COSA FARE:
A) Nel testo sulla lettera del vescovo di Trapani ai politici, a chi è indirizzata la lettera di mons. Micciché?
B) Prosegui il testo sulla lettera del vescovo di Trapani ai politici a partire dalla sua ultima frase.

SEZIONE DEL DOCUMENTO:
========================================

MICCICHE’: ESSERE TUTTI POLITICI

Francesco Miccichè, vescovo TrapaniScrivendo il piano pastorale 2007/08, mons. Micciché ha colto l’occasione per inviare una lettera «ai politici che servono le undici comunità della Diocesi di Trapani».

Il testo sembrerebbe un j’accuse verso la politica del nostro tempo, nemmeno troppo distante dagli argomenti di Beppe Grillo.
Leggiamo infatti che l’agire politico dovrebbe essere «un pensiero limpido, non inquinato da interessi particolaristici, da logiche di casta» tramite una politica che afferma «la cultura della legalità, della giustizia, della solidarietà, del rispetto e della valorizzazione delle risorse della persona umana, del diritto al lavoro, alla famiglia, a perseguire il proprio ideale di vita senza ostacoli e con dignità».

E come fare in modo che ciò sia possibile? Il doento risponde in maniera davvero esemplare: «l’ideale che ci proponiamo è quello di essere tutti politici». La democrazia dal basso. Grillismo puro.

========================================

MATERIALE FORNITO:
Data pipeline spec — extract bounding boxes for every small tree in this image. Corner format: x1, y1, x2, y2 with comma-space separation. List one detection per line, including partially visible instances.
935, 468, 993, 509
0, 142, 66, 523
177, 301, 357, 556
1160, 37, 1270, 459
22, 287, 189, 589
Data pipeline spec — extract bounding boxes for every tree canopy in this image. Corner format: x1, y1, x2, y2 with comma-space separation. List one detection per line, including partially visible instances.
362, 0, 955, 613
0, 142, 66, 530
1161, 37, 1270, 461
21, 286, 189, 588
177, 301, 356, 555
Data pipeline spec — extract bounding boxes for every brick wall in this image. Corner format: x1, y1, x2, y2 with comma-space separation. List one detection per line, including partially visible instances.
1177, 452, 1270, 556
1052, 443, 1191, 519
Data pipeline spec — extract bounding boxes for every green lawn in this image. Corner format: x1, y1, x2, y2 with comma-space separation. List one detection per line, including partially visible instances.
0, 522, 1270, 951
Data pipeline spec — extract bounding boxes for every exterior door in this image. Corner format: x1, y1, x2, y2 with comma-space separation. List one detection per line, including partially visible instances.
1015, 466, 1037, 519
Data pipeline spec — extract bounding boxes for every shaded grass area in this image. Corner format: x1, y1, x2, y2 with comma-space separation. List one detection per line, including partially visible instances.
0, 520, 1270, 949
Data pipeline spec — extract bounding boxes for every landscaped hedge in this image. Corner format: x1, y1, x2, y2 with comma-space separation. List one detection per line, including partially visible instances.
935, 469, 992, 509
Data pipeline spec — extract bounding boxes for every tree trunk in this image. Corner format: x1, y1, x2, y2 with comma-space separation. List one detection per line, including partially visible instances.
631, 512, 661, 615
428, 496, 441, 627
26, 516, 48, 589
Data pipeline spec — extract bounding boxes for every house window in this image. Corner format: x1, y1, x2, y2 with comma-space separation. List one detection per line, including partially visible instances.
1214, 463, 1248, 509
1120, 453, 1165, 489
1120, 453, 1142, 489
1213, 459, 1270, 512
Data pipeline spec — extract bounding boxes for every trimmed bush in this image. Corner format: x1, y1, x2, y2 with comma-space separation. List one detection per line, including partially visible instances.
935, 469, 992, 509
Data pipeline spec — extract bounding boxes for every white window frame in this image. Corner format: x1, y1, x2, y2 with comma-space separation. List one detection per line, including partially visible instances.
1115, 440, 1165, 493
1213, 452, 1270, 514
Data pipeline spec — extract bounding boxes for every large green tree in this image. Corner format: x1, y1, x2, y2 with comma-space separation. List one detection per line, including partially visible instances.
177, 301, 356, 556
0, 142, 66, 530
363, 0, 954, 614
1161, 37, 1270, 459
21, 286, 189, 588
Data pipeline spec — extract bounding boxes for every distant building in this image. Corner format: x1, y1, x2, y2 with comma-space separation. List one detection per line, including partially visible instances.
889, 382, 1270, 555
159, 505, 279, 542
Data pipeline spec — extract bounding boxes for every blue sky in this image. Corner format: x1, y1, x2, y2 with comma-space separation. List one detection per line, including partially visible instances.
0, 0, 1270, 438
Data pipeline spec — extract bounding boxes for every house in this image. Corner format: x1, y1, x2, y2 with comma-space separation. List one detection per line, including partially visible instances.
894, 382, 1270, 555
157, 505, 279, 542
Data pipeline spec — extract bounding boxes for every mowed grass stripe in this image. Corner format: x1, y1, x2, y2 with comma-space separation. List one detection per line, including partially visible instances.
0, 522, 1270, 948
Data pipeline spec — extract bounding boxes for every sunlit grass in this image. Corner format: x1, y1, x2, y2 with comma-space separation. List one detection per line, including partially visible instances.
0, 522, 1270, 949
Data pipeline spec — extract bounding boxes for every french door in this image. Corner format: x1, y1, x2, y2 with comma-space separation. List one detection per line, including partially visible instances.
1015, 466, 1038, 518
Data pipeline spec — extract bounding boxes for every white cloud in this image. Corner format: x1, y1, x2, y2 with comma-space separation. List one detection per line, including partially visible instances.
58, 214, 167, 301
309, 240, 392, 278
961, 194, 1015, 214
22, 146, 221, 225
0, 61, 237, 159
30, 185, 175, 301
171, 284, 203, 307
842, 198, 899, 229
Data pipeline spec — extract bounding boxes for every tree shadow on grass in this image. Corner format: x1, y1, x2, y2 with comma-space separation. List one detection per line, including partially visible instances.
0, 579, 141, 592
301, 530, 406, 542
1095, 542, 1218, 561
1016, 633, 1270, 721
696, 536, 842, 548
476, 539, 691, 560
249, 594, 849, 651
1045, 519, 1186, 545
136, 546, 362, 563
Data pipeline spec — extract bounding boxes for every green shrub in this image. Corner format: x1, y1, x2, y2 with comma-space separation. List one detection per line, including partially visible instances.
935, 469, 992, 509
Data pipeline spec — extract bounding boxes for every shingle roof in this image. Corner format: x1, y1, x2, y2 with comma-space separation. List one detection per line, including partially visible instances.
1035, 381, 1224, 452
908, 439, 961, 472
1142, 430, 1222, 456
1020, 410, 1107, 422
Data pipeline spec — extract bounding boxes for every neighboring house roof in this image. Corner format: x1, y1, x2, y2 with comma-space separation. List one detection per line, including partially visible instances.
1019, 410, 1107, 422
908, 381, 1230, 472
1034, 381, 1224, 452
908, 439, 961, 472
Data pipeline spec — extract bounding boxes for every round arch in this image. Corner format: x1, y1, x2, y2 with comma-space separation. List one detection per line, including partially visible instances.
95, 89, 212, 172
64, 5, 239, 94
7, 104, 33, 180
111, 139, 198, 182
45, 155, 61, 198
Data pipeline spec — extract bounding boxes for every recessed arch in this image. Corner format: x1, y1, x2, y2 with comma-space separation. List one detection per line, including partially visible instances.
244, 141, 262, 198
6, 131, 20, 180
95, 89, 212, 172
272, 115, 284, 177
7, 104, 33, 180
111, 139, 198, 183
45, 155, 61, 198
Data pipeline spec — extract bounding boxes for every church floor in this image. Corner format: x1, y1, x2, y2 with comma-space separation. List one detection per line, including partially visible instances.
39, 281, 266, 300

========================================

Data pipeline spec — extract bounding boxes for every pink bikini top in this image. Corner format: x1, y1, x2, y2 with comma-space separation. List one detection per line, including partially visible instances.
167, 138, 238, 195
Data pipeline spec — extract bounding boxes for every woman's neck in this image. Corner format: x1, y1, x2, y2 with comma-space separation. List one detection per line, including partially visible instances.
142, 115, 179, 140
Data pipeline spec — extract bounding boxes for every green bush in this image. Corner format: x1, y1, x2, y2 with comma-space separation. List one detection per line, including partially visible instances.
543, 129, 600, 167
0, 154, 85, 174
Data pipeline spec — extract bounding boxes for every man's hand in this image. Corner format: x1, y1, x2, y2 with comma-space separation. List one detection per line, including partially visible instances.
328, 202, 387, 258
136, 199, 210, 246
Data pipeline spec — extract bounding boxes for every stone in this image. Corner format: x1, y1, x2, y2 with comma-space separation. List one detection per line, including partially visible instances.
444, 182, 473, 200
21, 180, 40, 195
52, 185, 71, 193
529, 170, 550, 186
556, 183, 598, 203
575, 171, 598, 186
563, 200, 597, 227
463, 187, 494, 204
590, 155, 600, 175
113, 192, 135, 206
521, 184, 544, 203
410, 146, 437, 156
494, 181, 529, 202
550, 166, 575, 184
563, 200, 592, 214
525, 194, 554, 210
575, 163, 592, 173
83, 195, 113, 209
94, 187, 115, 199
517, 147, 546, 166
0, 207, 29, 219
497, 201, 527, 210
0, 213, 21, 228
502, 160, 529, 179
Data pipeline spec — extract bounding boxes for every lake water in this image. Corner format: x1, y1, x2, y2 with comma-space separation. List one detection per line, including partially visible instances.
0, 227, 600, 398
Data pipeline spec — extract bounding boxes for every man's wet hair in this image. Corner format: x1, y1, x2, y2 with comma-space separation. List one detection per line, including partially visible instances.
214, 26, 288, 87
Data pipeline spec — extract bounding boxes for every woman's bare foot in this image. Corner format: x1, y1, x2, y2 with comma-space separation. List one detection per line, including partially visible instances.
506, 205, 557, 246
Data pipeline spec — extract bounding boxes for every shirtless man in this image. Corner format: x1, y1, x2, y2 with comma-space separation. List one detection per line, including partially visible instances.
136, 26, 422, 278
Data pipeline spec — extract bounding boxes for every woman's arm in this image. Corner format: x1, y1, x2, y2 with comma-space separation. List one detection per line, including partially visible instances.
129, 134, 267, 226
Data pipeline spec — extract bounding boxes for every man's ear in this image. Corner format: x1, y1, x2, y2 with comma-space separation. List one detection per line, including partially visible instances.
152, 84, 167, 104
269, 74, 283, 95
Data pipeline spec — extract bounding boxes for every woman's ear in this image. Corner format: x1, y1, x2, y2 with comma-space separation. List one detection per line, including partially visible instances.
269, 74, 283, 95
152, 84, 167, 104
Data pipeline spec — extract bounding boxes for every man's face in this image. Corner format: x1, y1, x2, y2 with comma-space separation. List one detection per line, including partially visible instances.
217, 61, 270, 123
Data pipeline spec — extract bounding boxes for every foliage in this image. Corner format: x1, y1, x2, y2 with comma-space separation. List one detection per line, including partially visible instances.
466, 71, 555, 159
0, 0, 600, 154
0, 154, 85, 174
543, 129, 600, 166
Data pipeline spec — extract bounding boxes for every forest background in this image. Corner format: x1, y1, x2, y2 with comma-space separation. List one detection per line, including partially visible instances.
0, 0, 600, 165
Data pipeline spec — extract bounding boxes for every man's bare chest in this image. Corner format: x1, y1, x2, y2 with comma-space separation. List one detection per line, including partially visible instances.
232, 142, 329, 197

========================================

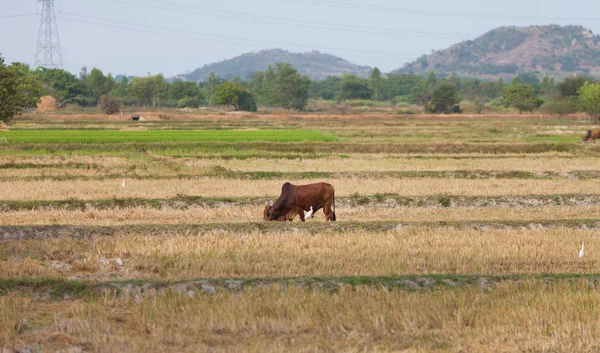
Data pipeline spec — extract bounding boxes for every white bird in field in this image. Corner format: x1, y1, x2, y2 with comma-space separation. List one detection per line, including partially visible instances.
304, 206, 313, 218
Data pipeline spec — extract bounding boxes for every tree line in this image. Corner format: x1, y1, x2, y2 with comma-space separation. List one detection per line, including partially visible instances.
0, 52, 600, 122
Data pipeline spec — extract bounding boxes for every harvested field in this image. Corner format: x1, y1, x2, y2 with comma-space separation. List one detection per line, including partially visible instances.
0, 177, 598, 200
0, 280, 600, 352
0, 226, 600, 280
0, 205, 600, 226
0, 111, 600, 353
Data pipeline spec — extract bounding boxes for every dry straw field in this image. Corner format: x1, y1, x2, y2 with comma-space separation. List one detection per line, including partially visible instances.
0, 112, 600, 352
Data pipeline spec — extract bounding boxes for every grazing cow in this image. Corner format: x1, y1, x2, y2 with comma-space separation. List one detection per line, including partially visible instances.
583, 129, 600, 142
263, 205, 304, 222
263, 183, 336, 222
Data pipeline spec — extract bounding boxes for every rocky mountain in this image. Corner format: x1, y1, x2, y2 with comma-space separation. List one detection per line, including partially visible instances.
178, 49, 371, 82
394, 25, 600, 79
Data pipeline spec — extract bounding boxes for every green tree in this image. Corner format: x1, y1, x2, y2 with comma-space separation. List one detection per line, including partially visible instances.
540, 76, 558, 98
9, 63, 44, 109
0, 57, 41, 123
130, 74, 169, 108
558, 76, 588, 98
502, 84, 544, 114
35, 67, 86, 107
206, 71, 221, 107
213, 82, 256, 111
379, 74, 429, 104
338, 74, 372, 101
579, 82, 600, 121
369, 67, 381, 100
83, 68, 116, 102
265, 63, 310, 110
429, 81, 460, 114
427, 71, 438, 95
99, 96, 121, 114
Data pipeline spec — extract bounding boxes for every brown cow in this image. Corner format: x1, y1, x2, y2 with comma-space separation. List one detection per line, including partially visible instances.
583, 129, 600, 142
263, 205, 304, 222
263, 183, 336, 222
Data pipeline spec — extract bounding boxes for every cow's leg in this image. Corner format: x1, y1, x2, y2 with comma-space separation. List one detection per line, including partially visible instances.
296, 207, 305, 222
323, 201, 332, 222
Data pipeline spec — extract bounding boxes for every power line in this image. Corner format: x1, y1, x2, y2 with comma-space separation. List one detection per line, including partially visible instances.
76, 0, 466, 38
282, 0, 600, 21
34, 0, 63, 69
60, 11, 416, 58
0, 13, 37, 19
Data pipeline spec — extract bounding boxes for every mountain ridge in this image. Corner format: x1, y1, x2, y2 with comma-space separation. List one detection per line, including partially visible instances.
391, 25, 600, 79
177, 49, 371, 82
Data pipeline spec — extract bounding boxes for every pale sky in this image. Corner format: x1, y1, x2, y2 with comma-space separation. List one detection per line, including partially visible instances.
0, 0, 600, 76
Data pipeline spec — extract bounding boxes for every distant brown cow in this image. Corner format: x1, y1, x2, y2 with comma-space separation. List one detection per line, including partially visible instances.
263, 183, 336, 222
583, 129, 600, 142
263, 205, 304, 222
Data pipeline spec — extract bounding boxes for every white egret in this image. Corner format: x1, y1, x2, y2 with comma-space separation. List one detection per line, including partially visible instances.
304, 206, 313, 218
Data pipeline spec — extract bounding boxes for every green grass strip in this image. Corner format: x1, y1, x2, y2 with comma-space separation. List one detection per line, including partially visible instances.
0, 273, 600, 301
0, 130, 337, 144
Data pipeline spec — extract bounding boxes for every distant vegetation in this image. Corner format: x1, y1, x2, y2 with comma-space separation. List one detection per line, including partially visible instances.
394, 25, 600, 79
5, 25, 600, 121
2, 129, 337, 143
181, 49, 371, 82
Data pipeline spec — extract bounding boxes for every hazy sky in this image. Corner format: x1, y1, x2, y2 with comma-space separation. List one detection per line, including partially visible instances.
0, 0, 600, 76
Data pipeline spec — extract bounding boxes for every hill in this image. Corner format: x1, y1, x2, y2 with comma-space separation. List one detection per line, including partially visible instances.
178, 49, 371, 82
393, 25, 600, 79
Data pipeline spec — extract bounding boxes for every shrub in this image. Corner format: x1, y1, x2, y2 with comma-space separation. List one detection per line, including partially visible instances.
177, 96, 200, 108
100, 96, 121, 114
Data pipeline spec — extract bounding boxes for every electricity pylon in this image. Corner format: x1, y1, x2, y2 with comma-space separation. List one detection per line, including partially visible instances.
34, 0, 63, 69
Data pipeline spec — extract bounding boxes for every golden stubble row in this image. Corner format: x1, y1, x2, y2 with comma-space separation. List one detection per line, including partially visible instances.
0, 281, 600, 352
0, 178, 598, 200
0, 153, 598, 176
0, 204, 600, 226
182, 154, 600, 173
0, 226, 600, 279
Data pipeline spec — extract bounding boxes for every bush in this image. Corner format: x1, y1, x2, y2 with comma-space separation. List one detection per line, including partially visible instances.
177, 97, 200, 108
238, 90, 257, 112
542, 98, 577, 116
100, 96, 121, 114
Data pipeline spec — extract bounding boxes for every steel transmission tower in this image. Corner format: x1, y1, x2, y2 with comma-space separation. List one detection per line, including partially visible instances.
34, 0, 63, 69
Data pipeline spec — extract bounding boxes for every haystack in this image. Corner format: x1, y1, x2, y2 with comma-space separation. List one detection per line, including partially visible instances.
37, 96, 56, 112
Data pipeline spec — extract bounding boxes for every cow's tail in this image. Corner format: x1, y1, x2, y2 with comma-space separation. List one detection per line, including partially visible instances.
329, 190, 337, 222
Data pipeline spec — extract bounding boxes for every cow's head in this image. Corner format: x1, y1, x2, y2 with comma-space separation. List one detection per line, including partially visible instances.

========================================

ESERCIZI SVOLTI:
A) Ai politici che servono le undici comunità della Diocesi di Trapani.

B)
Ma attenzione! Se è vero che sua Eccellenza cerca di cavalcare il sentimento diffuso di avversione alla casta, è anche vero che non vuole fare nascere dubbi su quale sia per lui e per l’istituzione che rappresenta l’unico modo corretto per fare della buona politica, vale a dire «attraverso la declinazione dei principi fondamentali enucleati dalla dottrina sociale della Chiesa, principi che nascono dall’etica naturale e che trovano nel Vangelo l’humus necessario per un più esigente e valido sentire politico».

E allora sorge il dubbio che non è proprio la democrazia dal basso quella auspicata da sua Eccellenza, semmai la democrazia dall’alto (della sua cattedra).

Non è che Micciché cerca, all’interno della confusione che impera sovrana all’interno dello scenario politico, di legittimare la sua pretesa ad avere maggiore peso politico?

Ingerenza è una brutta parola; indica un’inopportuna intromissione negli affari che in fin dei conti non competono al fine di imporre il proprio pensiero, ritenuto equanime. La cosa si aggrava quando le proprie idee si associano alla conformità religiosa alla quale bisogna attenersi.

E se è la Chiesa a cercare di imporsi, avvalendosi per di più di citazioni bibliche che confermano i propri ideali, è ancora peggio.

Sembra invece essere diventata una prassi comune, quando fa comodo, il propagandare astensioni dal voto (boicottaggi di uno strumento democratico), ed il no a gran parte delle iniziative politiche (PACS, testamento biologico, eutanasia, ricerca sulle cellule staminali embrionali, pillola abortiva).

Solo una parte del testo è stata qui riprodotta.